• TASK PROMPT
Print the records below exactly as they appear.

• INFORMATION SHOWN
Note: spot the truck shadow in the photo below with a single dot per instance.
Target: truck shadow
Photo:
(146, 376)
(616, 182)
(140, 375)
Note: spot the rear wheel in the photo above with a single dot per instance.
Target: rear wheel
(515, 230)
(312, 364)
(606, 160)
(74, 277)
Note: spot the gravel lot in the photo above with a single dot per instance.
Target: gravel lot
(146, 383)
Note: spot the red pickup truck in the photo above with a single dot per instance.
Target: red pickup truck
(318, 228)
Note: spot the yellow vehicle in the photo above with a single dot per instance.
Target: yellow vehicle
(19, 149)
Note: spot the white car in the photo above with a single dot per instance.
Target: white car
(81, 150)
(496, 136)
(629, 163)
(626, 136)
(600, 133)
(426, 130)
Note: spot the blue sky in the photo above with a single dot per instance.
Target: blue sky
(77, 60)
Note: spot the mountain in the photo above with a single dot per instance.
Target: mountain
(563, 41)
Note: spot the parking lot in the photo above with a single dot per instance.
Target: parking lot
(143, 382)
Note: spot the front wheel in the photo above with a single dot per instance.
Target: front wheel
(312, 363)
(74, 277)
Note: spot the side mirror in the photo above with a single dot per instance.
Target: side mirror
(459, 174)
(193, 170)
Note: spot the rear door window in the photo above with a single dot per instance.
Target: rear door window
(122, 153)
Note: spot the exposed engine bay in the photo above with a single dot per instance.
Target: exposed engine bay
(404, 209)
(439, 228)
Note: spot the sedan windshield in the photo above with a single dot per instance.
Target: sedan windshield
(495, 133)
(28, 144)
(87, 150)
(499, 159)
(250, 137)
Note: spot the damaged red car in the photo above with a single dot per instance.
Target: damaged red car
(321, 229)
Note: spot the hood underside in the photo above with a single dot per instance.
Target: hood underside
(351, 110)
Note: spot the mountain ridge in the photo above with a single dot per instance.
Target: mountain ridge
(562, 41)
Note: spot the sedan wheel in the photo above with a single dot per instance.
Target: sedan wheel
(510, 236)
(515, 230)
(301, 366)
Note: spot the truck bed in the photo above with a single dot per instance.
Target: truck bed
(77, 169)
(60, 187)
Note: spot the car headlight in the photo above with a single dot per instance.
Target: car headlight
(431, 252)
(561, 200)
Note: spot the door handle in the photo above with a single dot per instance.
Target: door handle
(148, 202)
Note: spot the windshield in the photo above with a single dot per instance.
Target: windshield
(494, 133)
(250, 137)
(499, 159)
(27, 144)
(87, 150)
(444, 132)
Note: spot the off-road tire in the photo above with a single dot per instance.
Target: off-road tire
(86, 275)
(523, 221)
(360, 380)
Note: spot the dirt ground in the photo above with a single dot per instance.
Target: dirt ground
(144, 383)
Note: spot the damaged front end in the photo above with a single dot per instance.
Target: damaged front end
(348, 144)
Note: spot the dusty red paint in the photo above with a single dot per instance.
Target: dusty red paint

• EXERCISE RESULT
Note: spot the truck shadow in the photo below with a single dot per instance.
Target: truck shadow
Photo:
(146, 376)
(616, 182)
(140, 375)
Note: spot the rear wheel in the photo above with a single dot per instance.
Target: rear wheel
(515, 230)
(312, 364)
(606, 160)
(74, 277)
Note: spot the gravel lot in the photo above with a single dot per instance.
Target: gravel lot
(146, 383)
Note: spot the red pickup truck in the photo above with a single dot per instance.
Target: red pickup truck
(318, 228)
Note: spot the yellow vehicle in the photo above with a single dot per instance.
Target: yellow vehicle
(19, 149)
Note: spot the white car in the photo above with a single dot per instance.
Target: white car
(81, 150)
(496, 136)
(629, 163)
(626, 136)
(600, 133)
(426, 130)
Note: spot the blue sky in the photo above with a single dot per instance.
Target: blue sky
(77, 60)
Note: spot the mountain in the photo above with a single dot per instance.
Target: mountain
(563, 41)
Note: spot the parking lot in the photo above with a single dot per instance.
Target: parking lot
(143, 382)
Note: spot the front wheel in the photo above with a single dot per instance.
Target: front wheel
(312, 363)
(74, 277)
Note: spot the side mirror in the photo above with a single dot per instance.
Target: side mirror
(459, 174)
(193, 170)
Note: spot the rear door window in the photo above with a single dot per instance.
Target: rear door window
(122, 153)
Note: spot the exposed engine bay in the photo above with a single dot per instance.
Target: exposed engine bay
(404, 209)
(439, 228)
Note: spot the sedan windshield in the photo above with a single dot per instance.
Target: sedan windshield
(495, 133)
(28, 144)
(87, 150)
(499, 159)
(250, 137)
Note: spot the damaged red car in the photo above with a single dot per instance.
Target: damaged red car
(321, 229)
Note: spot the hood underside in the photo above with a single dot per instance.
Target: hood underside
(351, 110)
Note: spot the mountain ridge in the photo above with a single dot per instance.
Target: mountain ridge
(562, 41)
Note: spot the sedan wheel in the photo above with a single dot per instance.
Target: sedan wheel
(510, 236)
(515, 230)
(301, 366)
Note: spot the truck bed in the photo above with a single dot per instance.
Target: truck bed
(77, 169)
(60, 187)
Note: spot the car headlight in the photo above with a single dot per instance.
Target: car headlight
(431, 252)
(561, 200)
Note: spot the door handle in the photo above with a single dot per instance.
Target: door handle
(148, 202)
Note: spot the windshield in the photo above with a single dot per instance.
Target: windshield
(494, 133)
(250, 137)
(499, 159)
(27, 144)
(87, 150)
(444, 132)
Note: spot the off-road tire in the photo above with a single dot per instance.
Target: off-road tire
(86, 275)
(523, 221)
(360, 380)
Note: spot the dirt ground in the photo above with a single dot per instance.
Target: dirt ground
(144, 383)
Note: spot the damaged front end in the photo above with a single dot per instance.
Target: damaged front end
(348, 144)
Note: spot the dusty red paint in the photo above with a single dot per instance.
Target: dusty red paint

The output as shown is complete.